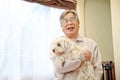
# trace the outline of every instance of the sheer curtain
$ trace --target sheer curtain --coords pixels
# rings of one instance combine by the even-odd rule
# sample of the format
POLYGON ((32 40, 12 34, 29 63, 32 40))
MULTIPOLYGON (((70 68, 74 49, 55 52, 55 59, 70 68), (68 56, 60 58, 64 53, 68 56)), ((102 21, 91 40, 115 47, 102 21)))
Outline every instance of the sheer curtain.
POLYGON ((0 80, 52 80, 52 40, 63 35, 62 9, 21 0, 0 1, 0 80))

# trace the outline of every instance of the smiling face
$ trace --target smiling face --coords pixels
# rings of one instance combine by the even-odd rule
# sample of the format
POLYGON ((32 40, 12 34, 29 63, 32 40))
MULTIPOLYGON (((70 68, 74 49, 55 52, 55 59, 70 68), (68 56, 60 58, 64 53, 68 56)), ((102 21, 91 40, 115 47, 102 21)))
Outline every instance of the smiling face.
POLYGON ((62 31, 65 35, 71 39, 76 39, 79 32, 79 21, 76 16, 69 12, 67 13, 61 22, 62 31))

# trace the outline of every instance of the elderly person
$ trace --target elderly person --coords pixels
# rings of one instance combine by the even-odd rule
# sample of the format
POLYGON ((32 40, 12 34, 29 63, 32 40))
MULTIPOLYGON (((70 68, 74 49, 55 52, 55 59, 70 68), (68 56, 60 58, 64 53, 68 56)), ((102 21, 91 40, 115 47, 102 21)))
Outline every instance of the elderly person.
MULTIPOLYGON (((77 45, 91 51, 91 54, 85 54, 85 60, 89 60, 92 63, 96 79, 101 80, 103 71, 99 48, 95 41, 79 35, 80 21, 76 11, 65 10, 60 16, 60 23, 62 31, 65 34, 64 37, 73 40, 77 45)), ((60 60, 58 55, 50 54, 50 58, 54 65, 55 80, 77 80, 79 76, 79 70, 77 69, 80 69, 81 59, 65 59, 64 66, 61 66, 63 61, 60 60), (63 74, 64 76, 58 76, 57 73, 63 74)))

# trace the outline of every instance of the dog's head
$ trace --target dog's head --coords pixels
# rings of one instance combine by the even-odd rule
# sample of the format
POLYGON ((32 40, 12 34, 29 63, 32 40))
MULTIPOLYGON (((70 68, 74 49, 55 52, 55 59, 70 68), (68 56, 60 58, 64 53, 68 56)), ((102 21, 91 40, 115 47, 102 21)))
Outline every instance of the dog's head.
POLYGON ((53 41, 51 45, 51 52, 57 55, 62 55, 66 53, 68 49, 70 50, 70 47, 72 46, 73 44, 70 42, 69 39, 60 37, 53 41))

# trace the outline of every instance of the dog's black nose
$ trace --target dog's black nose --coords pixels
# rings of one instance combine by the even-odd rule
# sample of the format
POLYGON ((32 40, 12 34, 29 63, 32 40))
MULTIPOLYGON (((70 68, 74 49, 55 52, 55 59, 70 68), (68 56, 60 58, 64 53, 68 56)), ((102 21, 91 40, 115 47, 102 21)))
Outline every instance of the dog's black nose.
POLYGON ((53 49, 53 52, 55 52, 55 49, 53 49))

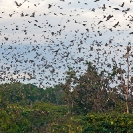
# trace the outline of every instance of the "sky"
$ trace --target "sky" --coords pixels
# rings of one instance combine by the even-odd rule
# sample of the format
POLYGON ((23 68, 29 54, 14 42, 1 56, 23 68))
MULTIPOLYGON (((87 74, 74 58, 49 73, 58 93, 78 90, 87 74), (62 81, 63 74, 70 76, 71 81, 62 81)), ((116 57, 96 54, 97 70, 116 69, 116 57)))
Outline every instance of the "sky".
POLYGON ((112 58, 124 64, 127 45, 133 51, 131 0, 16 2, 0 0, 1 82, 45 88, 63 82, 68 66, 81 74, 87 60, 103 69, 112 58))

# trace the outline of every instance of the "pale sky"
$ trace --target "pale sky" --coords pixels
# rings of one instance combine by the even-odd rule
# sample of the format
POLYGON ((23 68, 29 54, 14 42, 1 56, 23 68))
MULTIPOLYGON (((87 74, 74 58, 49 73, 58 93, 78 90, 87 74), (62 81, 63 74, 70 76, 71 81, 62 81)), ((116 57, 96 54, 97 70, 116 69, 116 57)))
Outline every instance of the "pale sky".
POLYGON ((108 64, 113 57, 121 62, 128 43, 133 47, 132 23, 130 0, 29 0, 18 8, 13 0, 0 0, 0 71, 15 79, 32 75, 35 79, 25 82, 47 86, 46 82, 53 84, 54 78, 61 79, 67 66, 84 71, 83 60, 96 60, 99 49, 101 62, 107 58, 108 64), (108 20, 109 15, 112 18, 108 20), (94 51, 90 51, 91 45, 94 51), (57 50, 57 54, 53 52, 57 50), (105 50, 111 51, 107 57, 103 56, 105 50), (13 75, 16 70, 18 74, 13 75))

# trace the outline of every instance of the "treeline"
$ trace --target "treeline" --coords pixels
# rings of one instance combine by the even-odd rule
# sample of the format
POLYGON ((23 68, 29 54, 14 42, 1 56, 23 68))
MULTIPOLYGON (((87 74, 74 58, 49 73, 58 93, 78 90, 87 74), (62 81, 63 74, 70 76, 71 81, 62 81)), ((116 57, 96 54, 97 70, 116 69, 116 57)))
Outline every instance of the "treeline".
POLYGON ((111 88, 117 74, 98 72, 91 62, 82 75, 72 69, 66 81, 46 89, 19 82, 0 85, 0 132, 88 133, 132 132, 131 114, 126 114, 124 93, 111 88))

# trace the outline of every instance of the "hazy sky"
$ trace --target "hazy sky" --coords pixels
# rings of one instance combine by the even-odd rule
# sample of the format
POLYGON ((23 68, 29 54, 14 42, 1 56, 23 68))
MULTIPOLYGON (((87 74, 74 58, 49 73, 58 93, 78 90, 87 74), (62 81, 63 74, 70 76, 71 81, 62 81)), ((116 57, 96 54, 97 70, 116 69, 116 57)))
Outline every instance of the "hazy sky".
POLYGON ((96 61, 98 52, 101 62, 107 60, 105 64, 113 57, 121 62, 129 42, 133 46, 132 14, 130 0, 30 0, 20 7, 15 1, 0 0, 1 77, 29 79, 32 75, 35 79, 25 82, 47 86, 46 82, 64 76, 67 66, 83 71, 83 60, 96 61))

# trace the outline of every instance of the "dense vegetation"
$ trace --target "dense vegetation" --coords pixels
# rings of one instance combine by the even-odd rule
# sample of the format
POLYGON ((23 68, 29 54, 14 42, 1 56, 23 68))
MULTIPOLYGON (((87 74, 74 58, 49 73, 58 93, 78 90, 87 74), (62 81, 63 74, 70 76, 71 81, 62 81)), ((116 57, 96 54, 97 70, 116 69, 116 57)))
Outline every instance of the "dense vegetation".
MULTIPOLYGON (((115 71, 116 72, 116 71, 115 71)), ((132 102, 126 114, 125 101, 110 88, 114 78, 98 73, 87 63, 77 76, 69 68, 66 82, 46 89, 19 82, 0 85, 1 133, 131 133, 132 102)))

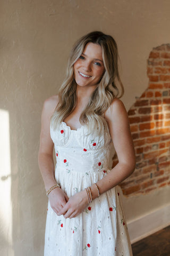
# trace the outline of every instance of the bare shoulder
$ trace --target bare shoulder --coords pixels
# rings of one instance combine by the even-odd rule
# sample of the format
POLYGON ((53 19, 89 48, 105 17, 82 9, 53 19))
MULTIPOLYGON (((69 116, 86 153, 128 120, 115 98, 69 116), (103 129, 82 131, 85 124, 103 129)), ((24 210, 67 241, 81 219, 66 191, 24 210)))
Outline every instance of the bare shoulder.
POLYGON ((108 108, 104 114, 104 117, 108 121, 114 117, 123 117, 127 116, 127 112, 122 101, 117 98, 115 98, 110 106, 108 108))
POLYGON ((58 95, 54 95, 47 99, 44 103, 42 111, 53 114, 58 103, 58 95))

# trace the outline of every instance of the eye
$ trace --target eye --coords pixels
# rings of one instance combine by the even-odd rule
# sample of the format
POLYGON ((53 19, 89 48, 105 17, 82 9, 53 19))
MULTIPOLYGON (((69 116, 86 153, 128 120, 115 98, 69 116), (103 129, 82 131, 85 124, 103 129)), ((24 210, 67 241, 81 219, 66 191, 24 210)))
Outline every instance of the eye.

========

[Your instructions]
Can you give the lines again, starting at the one containing "# trace the outline of every instance of the bare" and ending at the one containing "POLYGON ((58 95, 54", switching "bare shoulder" to "exposed shoulder" and keeping everything else in those items unchanged?

[Task solution]
# trace the outline of every instance of the exposed shoulder
$ trace --target exposed shoulder --coords pixels
# rings of one instance combine by the even-odd rule
# sample of the format
POLYGON ((53 19, 89 48, 105 17, 82 9, 53 19))
MULTIPOLYGON (((69 116, 86 153, 128 120, 115 98, 69 116), (103 129, 82 131, 85 124, 103 129)), ((24 210, 67 241, 81 219, 66 191, 24 210)))
Outline every instance of the exposed shoulder.
POLYGON ((108 108, 104 114, 104 117, 108 121, 114 117, 123 117, 127 116, 127 112, 122 101, 117 98, 115 98, 110 106, 108 108))
POLYGON ((58 95, 54 95, 47 99, 44 103, 42 111, 53 114, 58 103, 58 95))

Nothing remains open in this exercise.